● Instructions to follow
Take the line holding "of river water." as the first line of the answer and the last line of the listing as its end; retype everything between exactly.

● Input data
***

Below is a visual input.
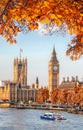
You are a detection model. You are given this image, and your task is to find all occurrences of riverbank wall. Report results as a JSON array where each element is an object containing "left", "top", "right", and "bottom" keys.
[
  {"left": 0, "top": 103, "right": 83, "bottom": 115},
  {"left": 10, "top": 104, "right": 83, "bottom": 115},
  {"left": 0, "top": 103, "right": 10, "bottom": 108}
]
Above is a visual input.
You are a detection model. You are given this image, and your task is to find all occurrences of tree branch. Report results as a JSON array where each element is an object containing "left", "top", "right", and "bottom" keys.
[{"left": 0, "top": 0, "right": 12, "bottom": 20}]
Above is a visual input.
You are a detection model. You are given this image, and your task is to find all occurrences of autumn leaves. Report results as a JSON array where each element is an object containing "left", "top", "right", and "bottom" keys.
[
  {"left": 37, "top": 86, "right": 83, "bottom": 107},
  {"left": 0, "top": 0, "right": 83, "bottom": 59}
]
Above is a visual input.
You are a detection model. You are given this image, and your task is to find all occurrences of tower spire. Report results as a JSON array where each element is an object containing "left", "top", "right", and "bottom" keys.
[
  {"left": 53, "top": 44, "right": 55, "bottom": 53},
  {"left": 52, "top": 45, "right": 56, "bottom": 56},
  {"left": 20, "top": 48, "right": 23, "bottom": 60},
  {"left": 35, "top": 77, "right": 39, "bottom": 88}
]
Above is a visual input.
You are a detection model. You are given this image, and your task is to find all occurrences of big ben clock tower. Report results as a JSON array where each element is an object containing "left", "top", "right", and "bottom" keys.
[{"left": 48, "top": 47, "right": 59, "bottom": 97}]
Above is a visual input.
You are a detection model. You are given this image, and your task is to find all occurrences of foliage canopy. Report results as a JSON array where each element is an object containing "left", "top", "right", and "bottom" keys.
[{"left": 0, "top": 0, "right": 83, "bottom": 59}]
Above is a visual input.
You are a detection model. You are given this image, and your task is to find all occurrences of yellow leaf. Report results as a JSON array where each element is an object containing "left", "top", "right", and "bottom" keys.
[
  {"left": 81, "top": 37, "right": 83, "bottom": 44},
  {"left": 45, "top": 17, "right": 50, "bottom": 24},
  {"left": 40, "top": 19, "right": 45, "bottom": 24},
  {"left": 40, "top": 17, "right": 50, "bottom": 24},
  {"left": 44, "top": 1, "right": 49, "bottom": 6},
  {"left": 81, "top": 27, "right": 83, "bottom": 32},
  {"left": 69, "top": 29, "right": 73, "bottom": 35},
  {"left": 26, "top": 16, "right": 31, "bottom": 22},
  {"left": 57, "top": 15, "right": 62, "bottom": 18},
  {"left": 51, "top": 14, "right": 57, "bottom": 19},
  {"left": 57, "top": 20, "right": 62, "bottom": 26},
  {"left": 73, "top": 29, "right": 78, "bottom": 35},
  {"left": 15, "top": 16, "right": 21, "bottom": 20},
  {"left": 73, "top": 26, "right": 78, "bottom": 35},
  {"left": 80, "top": 13, "right": 83, "bottom": 17}
]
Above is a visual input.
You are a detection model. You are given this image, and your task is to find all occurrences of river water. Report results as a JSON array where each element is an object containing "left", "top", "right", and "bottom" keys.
[{"left": 0, "top": 108, "right": 83, "bottom": 130}]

***

● Solution
You are a detection model. You are given this image, and your task is to find all occurrences of river water. Report results as a JSON array where each element is an object containing "left", "top", "right", and "bottom" keys.
[{"left": 0, "top": 108, "right": 83, "bottom": 130}]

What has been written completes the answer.